[Object location annotation data]

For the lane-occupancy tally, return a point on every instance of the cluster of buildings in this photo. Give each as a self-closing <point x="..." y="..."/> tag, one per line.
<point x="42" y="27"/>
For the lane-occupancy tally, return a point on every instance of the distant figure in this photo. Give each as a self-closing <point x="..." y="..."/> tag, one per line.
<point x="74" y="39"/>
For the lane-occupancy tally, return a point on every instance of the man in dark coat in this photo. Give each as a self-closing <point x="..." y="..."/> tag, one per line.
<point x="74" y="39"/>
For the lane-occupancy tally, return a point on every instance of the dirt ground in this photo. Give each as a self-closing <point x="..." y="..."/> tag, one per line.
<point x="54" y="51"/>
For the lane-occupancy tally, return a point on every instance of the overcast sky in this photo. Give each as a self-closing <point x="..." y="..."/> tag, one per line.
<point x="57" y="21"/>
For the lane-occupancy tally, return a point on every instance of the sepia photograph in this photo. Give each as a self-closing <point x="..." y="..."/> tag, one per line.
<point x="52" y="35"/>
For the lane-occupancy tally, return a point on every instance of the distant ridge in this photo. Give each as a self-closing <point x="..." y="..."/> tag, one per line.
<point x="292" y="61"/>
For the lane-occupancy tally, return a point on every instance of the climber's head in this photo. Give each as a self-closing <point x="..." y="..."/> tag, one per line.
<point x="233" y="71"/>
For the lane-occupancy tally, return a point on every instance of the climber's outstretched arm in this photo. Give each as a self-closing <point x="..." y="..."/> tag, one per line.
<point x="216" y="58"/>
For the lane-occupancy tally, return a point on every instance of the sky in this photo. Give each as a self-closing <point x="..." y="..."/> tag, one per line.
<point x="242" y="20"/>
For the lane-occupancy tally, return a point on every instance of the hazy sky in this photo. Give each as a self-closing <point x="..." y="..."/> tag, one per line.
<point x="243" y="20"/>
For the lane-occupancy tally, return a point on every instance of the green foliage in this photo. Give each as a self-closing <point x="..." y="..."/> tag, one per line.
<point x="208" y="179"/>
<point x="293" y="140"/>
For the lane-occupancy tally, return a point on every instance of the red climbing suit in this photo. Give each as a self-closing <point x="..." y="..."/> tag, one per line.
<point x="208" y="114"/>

### [What is needed]
Output the lines above as a JSON list of strings, with one string per line and any blank lines omitted.

### [Written answer]
[
  "For the lane-occupancy tally, return a point on every instance of the cluster of buildings in this photo. Give each as a self-closing <point x=\"...\" y=\"...\"/> tag, one per line.",
  "<point x=\"42\" y=\"27\"/>",
  "For the lane-occupancy tally, return a point on every instance of the distant figure in this photo. Give each as a self-closing <point x=\"...\" y=\"...\"/> tag, one per line.",
  "<point x=\"74\" y=\"39\"/>",
  "For the lane-occupancy tally, return a point on every instance of the man in dark coat in this photo. Give each as a self-closing <point x=\"...\" y=\"...\"/> tag, one per line.",
  "<point x=\"74\" y=\"39\"/>",
  "For the lane-occupancy tally, return a point on every instance of the dirt ground in this photo. Give each as a self-closing <point x=\"...\" y=\"...\"/> tag, one per line.",
  "<point x=\"54\" y=\"51\"/>",
  "For the lane-occupancy tally, return a point on every instance of the overcast sky in this photo. Give each as a self-closing <point x=\"...\" y=\"...\"/> tag, one per line.",
  "<point x=\"57\" y=\"21\"/>",
  "For the lane-occupancy tally, return a point on every instance of the sepia photograph in this photo. Give each as a self-closing <point x=\"...\" y=\"...\"/> tag, one per line.",
  "<point x=\"52\" y=\"35\"/>",
  "For the lane-occupancy tally, return a point on every instance of the distant ridge in this photo. Give each as a self-closing <point x=\"...\" y=\"...\"/> tag, one per line.",
  "<point x=\"292\" y=\"61\"/>",
  "For the lane-occupancy tally, return a point on every instance of the climber's head in this photo. Give each as a self-closing <point x=\"...\" y=\"...\"/> tag, one per line.",
  "<point x=\"233\" y=\"71\"/>",
  "For the lane-occupancy tally, return a point on every instance of the climber's outstretched arm in this photo. Give each as a self-closing <point x=\"...\" y=\"...\"/> tag, one per line.",
  "<point x=\"216\" y=\"58\"/>",
  "For the lane-occupancy tally, return a point on every instance of the sky in this photo. Give each as a self-closing <point x=\"...\" y=\"...\"/> tag, one per line.",
  "<point x=\"242\" y=\"20\"/>",
  "For the lane-occupancy tally, return a point on every instance of the hazy sky in this photo. Give each as a self-closing <point x=\"...\" y=\"...\"/> tag, one per line.",
  "<point x=\"243\" y=\"20\"/>",
  "For the lane-occupancy tally, return a point on every instance of the green foliage in this photo. Give each as a self-closing <point x=\"...\" y=\"...\"/> tag, one per line.",
  "<point x=\"208\" y=\"179\"/>",
  "<point x=\"293\" y=\"140\"/>",
  "For the lane-occupancy tally, return a point on every instance of the red climbing suit in this photo. Give each as a self-closing <point x=\"...\" y=\"...\"/> tag, one per line.",
  "<point x=\"208\" y=\"114\"/>"
]